--- Material provided ---
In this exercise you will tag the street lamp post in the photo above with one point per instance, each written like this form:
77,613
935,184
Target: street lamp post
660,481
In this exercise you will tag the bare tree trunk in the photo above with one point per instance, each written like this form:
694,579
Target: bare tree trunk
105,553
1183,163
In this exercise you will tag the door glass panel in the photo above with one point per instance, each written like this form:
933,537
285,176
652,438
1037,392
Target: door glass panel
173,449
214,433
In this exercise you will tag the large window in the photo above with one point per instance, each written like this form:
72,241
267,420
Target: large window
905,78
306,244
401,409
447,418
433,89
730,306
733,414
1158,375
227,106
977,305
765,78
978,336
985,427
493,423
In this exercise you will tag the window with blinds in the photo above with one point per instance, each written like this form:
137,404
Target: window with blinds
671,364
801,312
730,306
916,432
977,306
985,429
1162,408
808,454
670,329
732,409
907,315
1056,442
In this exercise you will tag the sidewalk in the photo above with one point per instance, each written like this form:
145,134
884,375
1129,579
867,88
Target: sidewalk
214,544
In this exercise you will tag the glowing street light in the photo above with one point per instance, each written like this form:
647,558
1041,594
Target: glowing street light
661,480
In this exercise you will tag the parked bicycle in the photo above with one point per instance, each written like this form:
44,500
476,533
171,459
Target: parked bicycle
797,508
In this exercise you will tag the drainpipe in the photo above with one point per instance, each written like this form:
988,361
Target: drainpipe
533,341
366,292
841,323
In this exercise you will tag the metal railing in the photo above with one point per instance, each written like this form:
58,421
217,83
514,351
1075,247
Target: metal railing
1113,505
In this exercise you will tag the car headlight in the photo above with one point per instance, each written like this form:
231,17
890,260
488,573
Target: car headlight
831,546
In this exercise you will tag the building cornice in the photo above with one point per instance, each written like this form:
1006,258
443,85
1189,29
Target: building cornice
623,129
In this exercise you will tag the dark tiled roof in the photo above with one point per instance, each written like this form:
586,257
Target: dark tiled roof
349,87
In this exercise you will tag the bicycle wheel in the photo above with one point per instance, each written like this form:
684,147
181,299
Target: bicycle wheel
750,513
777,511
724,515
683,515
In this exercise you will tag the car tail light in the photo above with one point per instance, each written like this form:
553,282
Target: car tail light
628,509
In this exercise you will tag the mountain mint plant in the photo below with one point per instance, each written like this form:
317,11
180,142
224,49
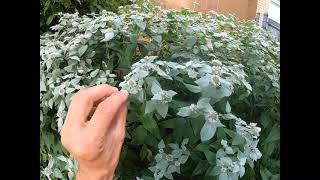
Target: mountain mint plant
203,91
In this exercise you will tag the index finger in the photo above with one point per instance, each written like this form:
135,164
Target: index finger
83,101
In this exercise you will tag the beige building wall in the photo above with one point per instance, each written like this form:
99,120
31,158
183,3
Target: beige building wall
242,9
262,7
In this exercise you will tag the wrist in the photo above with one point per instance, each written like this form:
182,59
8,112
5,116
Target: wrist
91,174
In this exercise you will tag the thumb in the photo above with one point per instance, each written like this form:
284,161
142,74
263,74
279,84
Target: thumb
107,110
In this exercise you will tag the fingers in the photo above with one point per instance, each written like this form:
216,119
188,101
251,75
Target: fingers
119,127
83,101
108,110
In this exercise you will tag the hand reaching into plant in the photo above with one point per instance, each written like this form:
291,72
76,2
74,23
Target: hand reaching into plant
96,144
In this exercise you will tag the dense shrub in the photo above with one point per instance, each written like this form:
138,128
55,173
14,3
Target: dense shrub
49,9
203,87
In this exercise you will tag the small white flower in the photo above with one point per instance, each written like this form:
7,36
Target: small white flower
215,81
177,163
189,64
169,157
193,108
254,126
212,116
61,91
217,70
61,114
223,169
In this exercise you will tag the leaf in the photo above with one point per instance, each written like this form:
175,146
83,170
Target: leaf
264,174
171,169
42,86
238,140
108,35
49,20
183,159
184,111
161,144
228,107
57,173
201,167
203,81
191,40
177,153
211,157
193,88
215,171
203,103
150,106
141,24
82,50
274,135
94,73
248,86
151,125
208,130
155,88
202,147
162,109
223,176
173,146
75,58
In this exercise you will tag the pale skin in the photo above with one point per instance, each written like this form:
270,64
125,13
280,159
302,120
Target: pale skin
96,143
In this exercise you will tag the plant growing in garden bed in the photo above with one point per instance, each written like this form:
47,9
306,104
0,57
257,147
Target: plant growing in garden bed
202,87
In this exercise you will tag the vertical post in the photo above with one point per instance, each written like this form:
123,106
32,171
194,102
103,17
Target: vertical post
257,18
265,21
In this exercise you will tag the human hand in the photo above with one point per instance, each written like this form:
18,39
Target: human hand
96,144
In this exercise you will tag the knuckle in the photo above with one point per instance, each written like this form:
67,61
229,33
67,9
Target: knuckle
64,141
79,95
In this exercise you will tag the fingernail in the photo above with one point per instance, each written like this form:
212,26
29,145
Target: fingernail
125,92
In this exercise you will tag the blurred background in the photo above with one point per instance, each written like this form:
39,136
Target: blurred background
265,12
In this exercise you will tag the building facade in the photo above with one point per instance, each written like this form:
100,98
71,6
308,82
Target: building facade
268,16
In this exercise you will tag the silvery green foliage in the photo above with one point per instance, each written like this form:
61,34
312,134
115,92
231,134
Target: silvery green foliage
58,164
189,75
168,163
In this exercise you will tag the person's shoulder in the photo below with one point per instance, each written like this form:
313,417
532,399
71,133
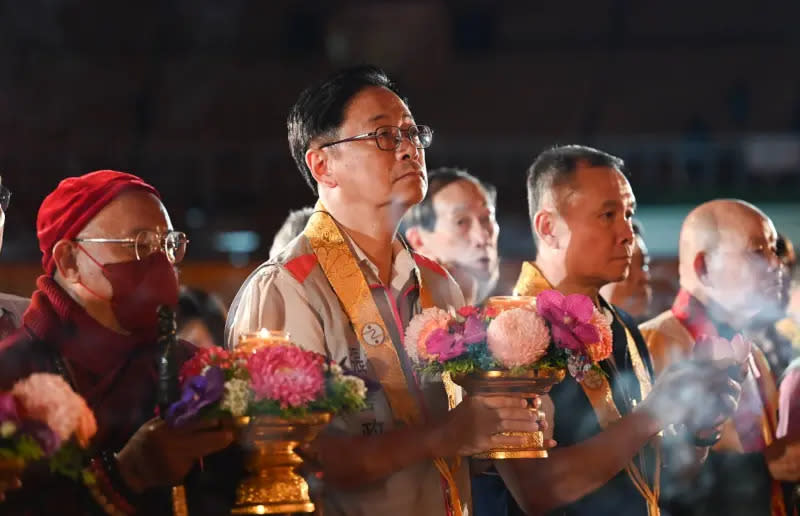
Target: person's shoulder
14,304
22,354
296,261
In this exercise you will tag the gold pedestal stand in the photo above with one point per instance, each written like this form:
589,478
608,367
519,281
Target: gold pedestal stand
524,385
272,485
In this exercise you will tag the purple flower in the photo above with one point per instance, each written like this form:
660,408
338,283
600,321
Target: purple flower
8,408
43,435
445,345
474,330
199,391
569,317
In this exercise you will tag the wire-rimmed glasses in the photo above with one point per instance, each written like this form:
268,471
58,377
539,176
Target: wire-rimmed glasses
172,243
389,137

* * *

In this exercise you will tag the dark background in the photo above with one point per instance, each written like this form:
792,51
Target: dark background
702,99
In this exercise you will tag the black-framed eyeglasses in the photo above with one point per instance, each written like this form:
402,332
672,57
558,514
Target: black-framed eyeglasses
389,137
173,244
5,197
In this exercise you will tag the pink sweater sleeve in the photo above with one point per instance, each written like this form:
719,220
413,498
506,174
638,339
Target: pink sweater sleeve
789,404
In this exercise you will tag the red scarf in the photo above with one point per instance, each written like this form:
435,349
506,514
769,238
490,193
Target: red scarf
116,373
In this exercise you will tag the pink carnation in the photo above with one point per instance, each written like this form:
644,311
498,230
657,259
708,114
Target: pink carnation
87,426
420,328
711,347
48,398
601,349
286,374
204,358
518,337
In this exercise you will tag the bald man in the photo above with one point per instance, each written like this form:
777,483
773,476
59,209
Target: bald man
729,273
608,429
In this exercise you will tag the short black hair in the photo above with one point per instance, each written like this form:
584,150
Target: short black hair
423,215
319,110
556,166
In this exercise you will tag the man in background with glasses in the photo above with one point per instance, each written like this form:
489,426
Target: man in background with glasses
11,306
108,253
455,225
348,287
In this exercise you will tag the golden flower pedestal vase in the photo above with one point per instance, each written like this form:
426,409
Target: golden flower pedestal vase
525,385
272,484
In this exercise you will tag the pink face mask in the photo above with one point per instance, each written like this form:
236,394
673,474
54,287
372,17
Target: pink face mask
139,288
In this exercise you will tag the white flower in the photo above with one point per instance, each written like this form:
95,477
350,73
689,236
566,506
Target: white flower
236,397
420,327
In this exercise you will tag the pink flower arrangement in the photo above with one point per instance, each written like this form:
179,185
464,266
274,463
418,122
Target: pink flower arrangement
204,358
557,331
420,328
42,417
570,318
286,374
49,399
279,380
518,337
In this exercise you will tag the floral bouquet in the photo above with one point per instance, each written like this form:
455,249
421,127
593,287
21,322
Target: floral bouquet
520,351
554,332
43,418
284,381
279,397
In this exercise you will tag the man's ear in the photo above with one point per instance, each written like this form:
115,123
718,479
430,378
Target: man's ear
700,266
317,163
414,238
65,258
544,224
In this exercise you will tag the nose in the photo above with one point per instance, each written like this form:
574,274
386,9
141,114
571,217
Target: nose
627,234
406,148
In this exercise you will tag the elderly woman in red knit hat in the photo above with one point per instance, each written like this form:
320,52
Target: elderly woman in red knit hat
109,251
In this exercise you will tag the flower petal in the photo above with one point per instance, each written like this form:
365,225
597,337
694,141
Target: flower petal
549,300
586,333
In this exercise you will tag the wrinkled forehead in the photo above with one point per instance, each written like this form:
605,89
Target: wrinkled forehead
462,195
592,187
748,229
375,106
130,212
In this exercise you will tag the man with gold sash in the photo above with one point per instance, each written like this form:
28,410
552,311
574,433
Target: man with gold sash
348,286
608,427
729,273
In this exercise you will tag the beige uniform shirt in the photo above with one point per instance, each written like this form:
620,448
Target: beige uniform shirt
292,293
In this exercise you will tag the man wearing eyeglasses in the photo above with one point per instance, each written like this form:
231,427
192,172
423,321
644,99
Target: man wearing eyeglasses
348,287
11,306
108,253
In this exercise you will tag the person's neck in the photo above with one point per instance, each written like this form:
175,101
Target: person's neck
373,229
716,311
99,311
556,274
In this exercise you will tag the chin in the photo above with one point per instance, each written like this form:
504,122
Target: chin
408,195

--- Do this ---
Count the lines of the data above that contain the string "vase", treating uppercase and lowercase as different, and reply with only that number.

--- Task output ---
2